#### TEXT
Many adults who have not been able to quit smoking using methods such as nicotine-containing gum or patches have been able to stop, with the help of a wide variety of these far less harmful, non-combustible vaping alternatives.

The FDA should concentrate on two primary goals: Enforce already-existing rules that ban the sale of e-cigarettes to minors, and, as recommended by the American Cancer Society, support adult smokers who attempt to quit with e-cigarettes.

Unfortunately, the new restrictions represent a dramatic and surprising reversal from July 2017, when the FDA announced a new “comprehensive regulatory plan” for “tobacco products,” including e-cigarettes, which embraced the idea of tobacco harm-reduction.

Commissioner Gottlieb said at the time that the plan demonstrated “a greater awareness that nicotine — while highly addictive — is delivered through products that represent a continuum of risk and is most harmful when delivered through smoke particles in combustible cigarettes.”

In other words, we should be more concerned about the smoke delivery system than we are about nicotine itself, even though, ideally, kids should never use nicotine of any kind.

Gottlieb continued, “Envisioning a world where cigarettes would no longer create or sustain addiction, and where adults who still need or want nicotine could get it from alternative and less harmful sources, needs to be the cornerstone of our efforts — and we believe it’s vital that we pursue this common ground.”

But capitulating to intense pressure from activists who seek nothing other than complete nicotine abstinence from adults, that cornerstone has crumbled. Instead, Gottlieb is now pitting the proper goal of preventing youth use against the other proper goal of helping adult smokers quit. But these objectives are not and should not be seen as mutually exclusive.

The news reports and the public opinion the FDA is largely relying upon to justify this about-face have been generated by puritanical pressure groups who want non-medicinal nicotine products off the market entirely.

Neither evidence nor common sense seems to influence those groups that are hell-bent on removing e-cigarettes from the market. Consider, for example, the latest creepy video from a mysterious group that calls itself “The Truth,” which features puppets, and which seems targeted at kids, journalists, and politicians

The text under the video states that vaping “makes you 4x more likely to start smoking cigarettes.” But the latest study, conducted by Rand, concludes otherwise: “EC use among youth is prospectively associated with progression toward greater cigarette use.”

#### RECORD EXCERPTS

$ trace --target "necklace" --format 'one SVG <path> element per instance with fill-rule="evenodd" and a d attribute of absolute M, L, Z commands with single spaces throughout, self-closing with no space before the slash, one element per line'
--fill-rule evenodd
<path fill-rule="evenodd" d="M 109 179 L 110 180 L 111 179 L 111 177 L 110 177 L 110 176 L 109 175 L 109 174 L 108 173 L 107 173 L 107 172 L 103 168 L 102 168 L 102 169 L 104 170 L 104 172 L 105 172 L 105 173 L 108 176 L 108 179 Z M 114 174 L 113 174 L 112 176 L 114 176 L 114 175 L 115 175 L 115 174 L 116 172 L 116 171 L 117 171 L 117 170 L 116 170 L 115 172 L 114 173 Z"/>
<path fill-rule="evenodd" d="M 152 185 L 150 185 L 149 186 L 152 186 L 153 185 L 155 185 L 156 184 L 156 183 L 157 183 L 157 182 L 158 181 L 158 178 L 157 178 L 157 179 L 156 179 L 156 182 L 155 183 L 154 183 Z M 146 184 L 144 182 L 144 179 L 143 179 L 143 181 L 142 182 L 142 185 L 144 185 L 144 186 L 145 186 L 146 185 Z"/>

...

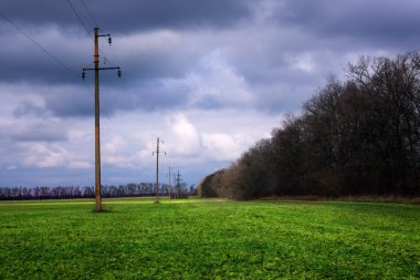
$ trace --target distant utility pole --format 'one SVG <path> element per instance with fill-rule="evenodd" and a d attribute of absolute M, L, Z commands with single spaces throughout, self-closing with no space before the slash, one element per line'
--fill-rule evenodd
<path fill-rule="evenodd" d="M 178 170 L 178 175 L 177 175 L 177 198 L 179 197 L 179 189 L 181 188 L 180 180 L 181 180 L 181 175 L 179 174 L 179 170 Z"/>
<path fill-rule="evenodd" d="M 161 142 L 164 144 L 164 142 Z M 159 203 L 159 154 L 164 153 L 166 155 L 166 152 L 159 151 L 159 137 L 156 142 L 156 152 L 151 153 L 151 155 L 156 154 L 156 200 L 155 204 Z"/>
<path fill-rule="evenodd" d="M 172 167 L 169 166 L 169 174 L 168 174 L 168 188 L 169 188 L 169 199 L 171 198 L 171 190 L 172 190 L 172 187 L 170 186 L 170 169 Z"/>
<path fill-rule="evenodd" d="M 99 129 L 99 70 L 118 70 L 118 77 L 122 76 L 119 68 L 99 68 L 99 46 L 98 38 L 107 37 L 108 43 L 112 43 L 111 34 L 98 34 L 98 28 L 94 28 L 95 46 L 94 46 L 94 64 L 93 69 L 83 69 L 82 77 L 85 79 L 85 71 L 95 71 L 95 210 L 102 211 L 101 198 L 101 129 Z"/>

---

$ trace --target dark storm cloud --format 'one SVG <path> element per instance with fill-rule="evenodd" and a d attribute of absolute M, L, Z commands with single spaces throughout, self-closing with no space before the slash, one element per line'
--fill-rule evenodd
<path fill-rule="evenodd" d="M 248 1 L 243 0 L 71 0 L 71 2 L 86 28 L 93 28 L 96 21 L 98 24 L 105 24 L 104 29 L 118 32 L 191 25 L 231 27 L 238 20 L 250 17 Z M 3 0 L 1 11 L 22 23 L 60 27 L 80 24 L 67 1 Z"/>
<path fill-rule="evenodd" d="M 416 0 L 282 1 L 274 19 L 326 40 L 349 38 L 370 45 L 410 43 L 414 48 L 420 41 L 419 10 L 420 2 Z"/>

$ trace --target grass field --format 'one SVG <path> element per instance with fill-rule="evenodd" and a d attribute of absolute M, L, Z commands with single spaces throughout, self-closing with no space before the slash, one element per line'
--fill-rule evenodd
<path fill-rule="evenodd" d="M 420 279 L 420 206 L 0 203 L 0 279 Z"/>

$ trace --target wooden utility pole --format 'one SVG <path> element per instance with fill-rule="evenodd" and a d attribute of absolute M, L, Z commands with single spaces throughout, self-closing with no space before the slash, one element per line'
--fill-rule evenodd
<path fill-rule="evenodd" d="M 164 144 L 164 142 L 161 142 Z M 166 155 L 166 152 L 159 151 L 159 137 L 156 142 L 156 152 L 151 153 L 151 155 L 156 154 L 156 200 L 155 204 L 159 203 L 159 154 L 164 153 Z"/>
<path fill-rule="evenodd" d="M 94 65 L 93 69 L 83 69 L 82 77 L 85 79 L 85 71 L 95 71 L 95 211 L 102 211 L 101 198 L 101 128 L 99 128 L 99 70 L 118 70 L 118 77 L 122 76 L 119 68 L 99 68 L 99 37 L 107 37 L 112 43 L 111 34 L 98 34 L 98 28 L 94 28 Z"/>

#### WORK INSTRUCTION
According to the text on FDA e-cigarette rules, what two primary goals should the FDA concentrate on?

#### COMPLETED TASK
Enforcing existing rules that ban the sale of e-cigarettes to minors, and supporting adult smokers who attempt to quit with e-cigarettes.